Google has launched a Women in Culture hub  celebrating notable achievements by women in the civil rights struggle, sports, arts to fashion, and in space exploration to medicine. Among the heroines are two Kenyans, Climate Change and Health Research Scientist, Dr Esther Onyango and  Africa’s first Nobel Laureate, Professor Wangari Maathai.

The launch commemorates the International Day of Women and Girls in Science and looks at major exploits by women in discoveries, research, and broken down barriers that ushered in increased women’s participation in Science, Technology, Engineering and Mathematics (STEM) in the past 174 years.

“This is why on this year’s International Day of Women and Girls in Science, we have opened up a whole new experience on Google Arts & Culture and would like to invite you to start your exploration by getting acquainted with five past and contemporary women of science that you should know,” said Agnes Gathaiya, Country Director, Google Eastern Africa.
------------------------------
- EXERCISE INSTRUCTIONS
**A.** Quote the passage on Google's Women in Culture hub word for word, starting with "The launch commemorates" and going on through "past 174 years.".
**B.** According to the passage on Google's Women in Culture hub, which day does the launch commemorate?

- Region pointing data
------------------------------
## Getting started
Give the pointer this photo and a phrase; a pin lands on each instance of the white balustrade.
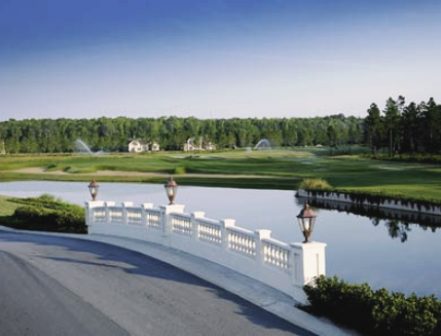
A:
(209, 231)
(276, 253)
(286, 267)
(181, 223)
(99, 214)
(153, 218)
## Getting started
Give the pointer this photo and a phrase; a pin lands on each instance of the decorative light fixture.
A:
(171, 188)
(93, 188)
(306, 219)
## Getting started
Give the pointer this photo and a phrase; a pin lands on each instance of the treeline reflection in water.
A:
(398, 223)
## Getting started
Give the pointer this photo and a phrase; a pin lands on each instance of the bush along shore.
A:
(45, 213)
(372, 200)
(373, 312)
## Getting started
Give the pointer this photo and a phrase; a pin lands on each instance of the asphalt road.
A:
(60, 286)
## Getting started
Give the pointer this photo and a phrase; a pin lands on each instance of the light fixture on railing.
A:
(306, 219)
(93, 188)
(171, 188)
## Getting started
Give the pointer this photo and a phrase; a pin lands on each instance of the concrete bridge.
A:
(286, 267)
(227, 280)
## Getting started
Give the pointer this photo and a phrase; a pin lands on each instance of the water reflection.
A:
(398, 223)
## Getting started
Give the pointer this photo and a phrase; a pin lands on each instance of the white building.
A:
(139, 146)
(190, 146)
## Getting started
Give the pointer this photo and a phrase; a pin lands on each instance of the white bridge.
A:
(286, 267)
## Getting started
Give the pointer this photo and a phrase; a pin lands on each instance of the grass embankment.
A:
(44, 213)
(374, 312)
(275, 169)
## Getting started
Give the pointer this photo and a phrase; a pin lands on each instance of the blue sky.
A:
(214, 58)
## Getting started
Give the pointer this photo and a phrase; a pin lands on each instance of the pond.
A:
(388, 253)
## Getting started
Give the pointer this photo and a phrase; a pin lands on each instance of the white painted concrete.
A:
(388, 204)
(285, 267)
(258, 293)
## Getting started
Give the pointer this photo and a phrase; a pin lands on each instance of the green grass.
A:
(7, 206)
(276, 169)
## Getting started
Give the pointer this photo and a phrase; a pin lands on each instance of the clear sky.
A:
(215, 58)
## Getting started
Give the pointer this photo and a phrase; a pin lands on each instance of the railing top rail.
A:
(276, 242)
(210, 221)
(180, 215)
(242, 230)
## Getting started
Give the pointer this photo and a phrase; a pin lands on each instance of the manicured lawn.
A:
(7, 207)
(276, 169)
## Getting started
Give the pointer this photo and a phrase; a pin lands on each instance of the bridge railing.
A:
(284, 266)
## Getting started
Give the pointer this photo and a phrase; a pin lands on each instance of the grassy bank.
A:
(43, 213)
(258, 169)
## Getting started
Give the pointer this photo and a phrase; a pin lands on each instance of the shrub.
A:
(374, 312)
(180, 170)
(315, 184)
(48, 214)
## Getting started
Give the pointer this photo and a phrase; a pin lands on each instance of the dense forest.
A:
(398, 128)
(113, 134)
(404, 128)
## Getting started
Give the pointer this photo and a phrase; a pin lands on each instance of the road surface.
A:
(61, 286)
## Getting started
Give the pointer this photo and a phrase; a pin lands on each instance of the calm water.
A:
(357, 251)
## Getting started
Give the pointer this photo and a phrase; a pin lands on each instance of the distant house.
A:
(154, 146)
(139, 146)
(190, 146)
(2, 148)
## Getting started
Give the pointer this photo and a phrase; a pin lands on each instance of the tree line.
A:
(113, 134)
(404, 128)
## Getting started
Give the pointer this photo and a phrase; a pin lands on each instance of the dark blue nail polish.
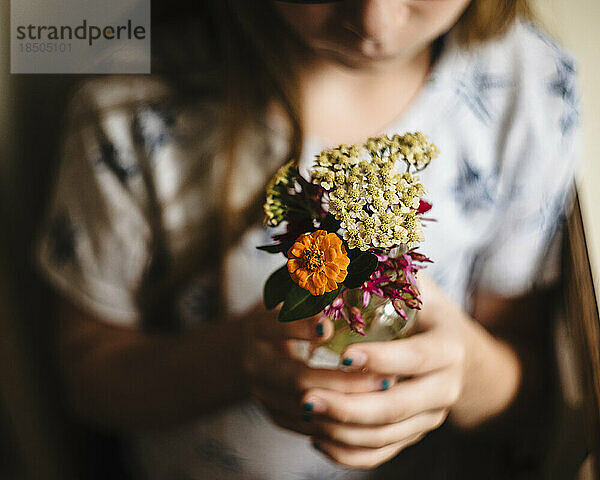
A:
(319, 329)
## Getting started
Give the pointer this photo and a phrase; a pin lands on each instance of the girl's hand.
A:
(279, 377)
(437, 369)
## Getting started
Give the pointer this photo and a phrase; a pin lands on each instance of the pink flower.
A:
(424, 206)
(372, 286)
(336, 309)
(357, 322)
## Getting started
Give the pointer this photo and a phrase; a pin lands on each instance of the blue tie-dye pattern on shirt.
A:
(474, 90)
(562, 83)
(473, 189)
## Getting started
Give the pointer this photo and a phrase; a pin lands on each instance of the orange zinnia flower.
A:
(318, 261)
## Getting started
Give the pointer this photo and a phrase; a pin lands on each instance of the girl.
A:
(152, 231)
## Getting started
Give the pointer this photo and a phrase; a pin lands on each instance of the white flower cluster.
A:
(274, 207)
(375, 204)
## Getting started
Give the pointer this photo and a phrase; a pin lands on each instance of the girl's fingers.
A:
(422, 353)
(437, 390)
(379, 436)
(358, 457)
(285, 412)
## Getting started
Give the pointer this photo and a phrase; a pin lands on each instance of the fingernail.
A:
(354, 359)
(314, 405)
(319, 329)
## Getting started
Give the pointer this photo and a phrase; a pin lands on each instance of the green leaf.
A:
(360, 269)
(299, 303)
(330, 224)
(282, 247)
(277, 287)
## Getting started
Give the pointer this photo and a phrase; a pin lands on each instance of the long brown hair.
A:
(241, 52)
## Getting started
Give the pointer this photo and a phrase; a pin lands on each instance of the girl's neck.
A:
(343, 105)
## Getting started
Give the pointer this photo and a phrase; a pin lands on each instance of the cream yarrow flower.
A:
(274, 207)
(375, 204)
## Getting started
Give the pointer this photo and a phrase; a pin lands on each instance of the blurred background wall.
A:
(575, 24)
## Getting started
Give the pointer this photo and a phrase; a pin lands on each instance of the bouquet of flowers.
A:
(351, 233)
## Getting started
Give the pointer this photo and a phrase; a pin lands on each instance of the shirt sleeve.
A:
(93, 245)
(542, 151)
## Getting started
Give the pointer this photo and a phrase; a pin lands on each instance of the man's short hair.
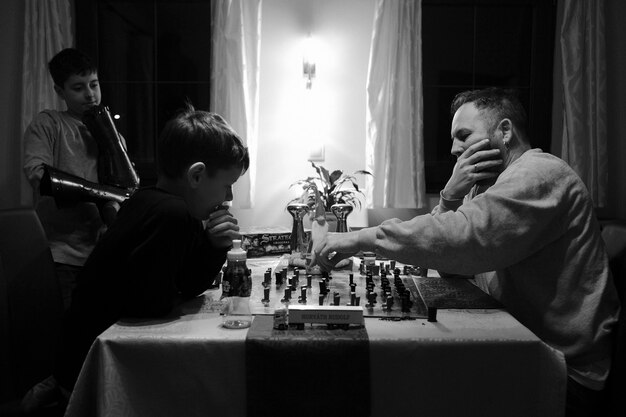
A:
(70, 62)
(199, 136)
(499, 104)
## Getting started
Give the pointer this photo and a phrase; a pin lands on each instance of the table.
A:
(468, 363)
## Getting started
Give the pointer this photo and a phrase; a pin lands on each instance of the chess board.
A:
(422, 292)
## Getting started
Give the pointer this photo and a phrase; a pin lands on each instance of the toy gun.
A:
(116, 174)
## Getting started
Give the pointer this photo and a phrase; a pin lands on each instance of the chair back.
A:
(32, 306)
(614, 235)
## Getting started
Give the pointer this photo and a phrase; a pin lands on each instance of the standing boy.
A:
(157, 252)
(61, 140)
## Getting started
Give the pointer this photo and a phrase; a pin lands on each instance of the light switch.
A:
(316, 153)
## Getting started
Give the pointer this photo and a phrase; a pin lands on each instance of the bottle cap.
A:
(236, 253)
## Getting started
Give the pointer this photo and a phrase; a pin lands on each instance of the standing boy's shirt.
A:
(61, 140)
(154, 255)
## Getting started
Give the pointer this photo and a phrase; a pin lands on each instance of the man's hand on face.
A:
(478, 162)
(221, 228)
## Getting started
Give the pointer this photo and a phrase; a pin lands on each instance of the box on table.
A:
(267, 241)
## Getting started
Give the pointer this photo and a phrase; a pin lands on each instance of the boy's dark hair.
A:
(199, 136)
(500, 103)
(68, 62)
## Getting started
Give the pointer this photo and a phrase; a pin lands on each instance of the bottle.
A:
(236, 289)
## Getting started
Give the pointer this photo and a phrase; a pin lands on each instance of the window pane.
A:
(503, 45)
(126, 40)
(447, 46)
(184, 41)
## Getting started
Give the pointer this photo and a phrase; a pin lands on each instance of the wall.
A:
(291, 117)
(11, 51)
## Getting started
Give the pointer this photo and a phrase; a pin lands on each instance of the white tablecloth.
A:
(468, 363)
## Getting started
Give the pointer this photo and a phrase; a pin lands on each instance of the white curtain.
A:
(235, 78)
(394, 147)
(47, 30)
(580, 93)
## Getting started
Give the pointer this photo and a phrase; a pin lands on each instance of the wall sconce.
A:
(308, 62)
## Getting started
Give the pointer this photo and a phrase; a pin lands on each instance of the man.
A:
(527, 217)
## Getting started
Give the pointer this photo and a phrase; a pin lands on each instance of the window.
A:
(470, 44)
(152, 56)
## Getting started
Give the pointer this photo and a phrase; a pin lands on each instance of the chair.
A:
(614, 235)
(32, 306)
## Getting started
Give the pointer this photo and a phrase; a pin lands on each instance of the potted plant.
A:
(328, 188)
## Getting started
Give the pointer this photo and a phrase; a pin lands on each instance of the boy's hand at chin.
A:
(221, 228)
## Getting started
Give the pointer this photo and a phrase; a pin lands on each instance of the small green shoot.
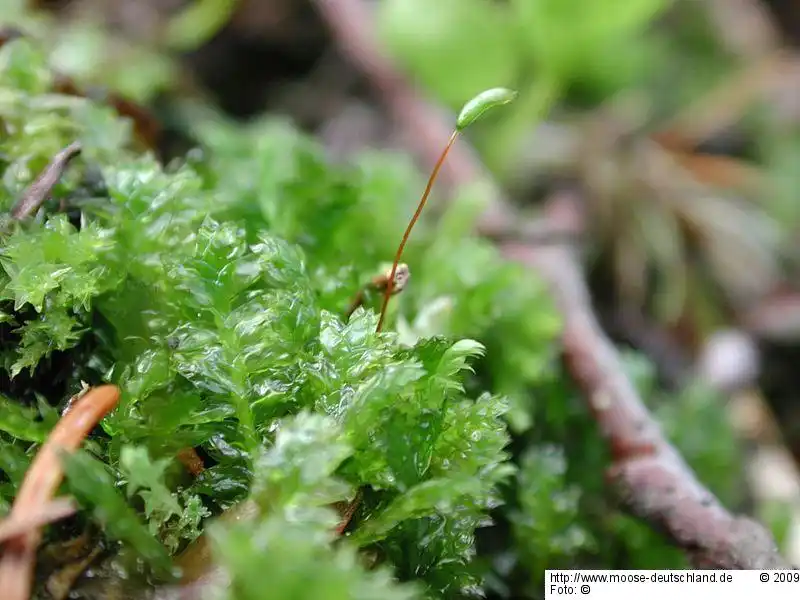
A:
(471, 112)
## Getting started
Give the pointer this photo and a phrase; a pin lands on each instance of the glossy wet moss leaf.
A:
(480, 104)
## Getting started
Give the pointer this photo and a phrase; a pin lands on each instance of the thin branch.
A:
(40, 483)
(656, 483)
(57, 509)
(40, 189)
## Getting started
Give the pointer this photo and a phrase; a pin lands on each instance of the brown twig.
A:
(55, 510)
(38, 191)
(380, 283)
(40, 483)
(657, 485)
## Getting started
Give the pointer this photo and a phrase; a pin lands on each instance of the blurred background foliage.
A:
(675, 117)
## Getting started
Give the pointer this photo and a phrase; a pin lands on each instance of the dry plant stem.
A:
(56, 510)
(657, 484)
(425, 126)
(40, 483)
(38, 191)
(349, 512)
(390, 283)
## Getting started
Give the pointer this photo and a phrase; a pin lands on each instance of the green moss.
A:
(212, 292)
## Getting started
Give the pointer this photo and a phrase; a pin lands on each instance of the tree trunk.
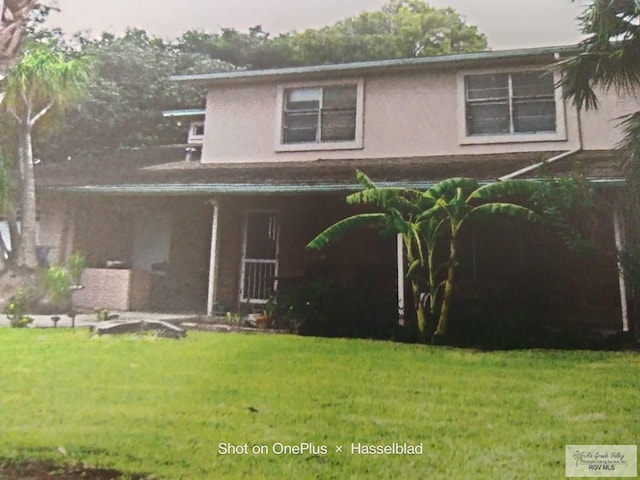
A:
(26, 252)
(447, 297)
(419, 308)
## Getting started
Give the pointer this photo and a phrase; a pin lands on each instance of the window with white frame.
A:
(321, 116)
(510, 104)
(196, 132)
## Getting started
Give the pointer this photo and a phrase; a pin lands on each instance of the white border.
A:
(357, 143)
(464, 139)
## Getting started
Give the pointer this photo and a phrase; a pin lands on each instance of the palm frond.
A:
(341, 227)
(609, 57)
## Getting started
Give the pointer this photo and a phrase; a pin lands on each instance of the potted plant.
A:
(266, 317)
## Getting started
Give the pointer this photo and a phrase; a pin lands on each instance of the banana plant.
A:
(401, 208)
(456, 201)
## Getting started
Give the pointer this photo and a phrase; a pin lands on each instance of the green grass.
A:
(140, 404)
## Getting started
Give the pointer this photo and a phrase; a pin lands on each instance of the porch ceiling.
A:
(163, 171)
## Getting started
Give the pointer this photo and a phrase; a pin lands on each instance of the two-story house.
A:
(225, 218)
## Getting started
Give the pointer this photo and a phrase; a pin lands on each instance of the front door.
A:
(260, 257)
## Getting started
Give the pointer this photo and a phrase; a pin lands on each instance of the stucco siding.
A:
(405, 114)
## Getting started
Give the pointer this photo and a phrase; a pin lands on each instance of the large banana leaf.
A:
(505, 188)
(345, 225)
(447, 188)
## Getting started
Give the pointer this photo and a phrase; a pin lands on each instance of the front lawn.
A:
(172, 408)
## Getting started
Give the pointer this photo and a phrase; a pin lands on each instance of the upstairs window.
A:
(196, 133)
(317, 117)
(510, 104)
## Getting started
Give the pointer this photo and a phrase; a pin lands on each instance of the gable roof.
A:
(485, 58)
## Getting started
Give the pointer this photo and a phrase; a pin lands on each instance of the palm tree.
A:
(13, 16)
(455, 202)
(43, 81)
(608, 58)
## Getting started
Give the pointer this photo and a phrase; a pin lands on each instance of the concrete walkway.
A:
(89, 319)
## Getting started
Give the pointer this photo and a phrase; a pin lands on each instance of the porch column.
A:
(213, 260)
(401, 274)
(618, 232)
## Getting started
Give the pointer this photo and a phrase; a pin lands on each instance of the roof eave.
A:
(542, 53)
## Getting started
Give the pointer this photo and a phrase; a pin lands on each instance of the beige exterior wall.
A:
(56, 228)
(405, 114)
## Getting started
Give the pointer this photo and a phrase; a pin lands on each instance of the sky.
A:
(507, 23)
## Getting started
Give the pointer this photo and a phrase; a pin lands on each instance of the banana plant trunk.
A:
(419, 308)
(447, 296)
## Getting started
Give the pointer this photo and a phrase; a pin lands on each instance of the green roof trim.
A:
(184, 113)
(254, 188)
(374, 65)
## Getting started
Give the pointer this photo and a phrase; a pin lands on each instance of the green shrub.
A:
(16, 309)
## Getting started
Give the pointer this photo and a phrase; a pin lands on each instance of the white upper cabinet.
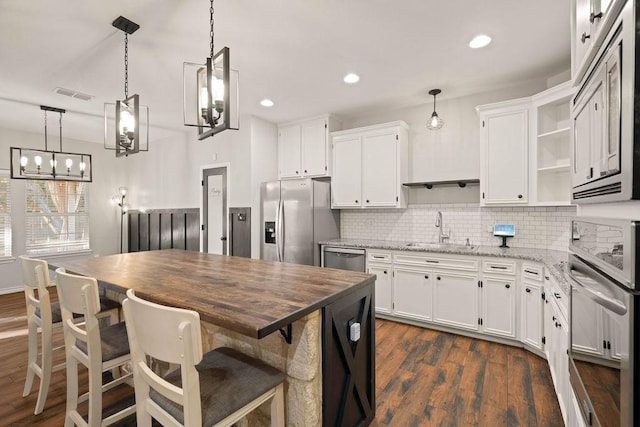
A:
(504, 146)
(304, 149)
(346, 188)
(370, 165)
(525, 150)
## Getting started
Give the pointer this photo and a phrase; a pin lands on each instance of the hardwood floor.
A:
(431, 378)
(423, 378)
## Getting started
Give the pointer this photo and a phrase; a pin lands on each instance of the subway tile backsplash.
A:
(536, 227)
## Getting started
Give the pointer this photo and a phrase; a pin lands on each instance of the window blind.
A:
(56, 217)
(5, 214)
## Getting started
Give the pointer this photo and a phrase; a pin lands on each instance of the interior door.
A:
(214, 210)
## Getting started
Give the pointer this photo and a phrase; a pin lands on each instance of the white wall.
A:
(109, 173)
(170, 174)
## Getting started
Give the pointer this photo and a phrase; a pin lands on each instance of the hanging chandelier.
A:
(211, 91)
(28, 163)
(434, 122)
(123, 130)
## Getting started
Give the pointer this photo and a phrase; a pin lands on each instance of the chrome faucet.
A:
(442, 236)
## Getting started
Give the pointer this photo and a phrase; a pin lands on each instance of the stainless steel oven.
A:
(605, 157)
(604, 358)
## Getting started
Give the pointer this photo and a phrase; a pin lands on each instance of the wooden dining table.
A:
(242, 302)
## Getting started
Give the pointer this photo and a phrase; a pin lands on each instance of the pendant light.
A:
(434, 122)
(28, 163)
(130, 136)
(211, 91)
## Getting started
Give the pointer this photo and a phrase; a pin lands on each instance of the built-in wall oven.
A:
(604, 358)
(605, 162)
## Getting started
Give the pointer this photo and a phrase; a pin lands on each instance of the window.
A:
(5, 215)
(56, 217)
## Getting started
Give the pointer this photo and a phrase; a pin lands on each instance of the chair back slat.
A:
(158, 331)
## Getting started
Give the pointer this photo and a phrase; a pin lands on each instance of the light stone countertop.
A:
(553, 260)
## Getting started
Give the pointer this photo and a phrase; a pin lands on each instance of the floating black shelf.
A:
(429, 185)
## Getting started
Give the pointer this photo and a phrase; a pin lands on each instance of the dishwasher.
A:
(344, 258)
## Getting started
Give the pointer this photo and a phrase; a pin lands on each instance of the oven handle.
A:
(582, 281)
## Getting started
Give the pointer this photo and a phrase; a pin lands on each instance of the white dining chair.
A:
(215, 389)
(44, 315)
(98, 349)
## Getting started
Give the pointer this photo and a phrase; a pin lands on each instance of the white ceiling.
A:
(294, 52)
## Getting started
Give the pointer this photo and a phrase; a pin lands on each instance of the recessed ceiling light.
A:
(481, 40)
(351, 78)
(266, 103)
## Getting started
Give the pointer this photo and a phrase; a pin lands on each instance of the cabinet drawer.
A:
(532, 272)
(377, 256)
(438, 261)
(499, 266)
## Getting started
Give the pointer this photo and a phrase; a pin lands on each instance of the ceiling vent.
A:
(73, 94)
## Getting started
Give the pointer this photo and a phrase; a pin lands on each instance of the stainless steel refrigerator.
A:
(295, 216)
------------------------------
- RESPONSES TO THE EXERCISE
**A.**
The launch commemorates the International Day of Women and Girls in Science and looks at major exploits by women in discoveries, research, and broken down barriers that ushered in increased women’s participation in Science, Technology, Engineering and Mathematics (STEM) in the past 174 years.

**B.** The International Day of Women and Girls in Science.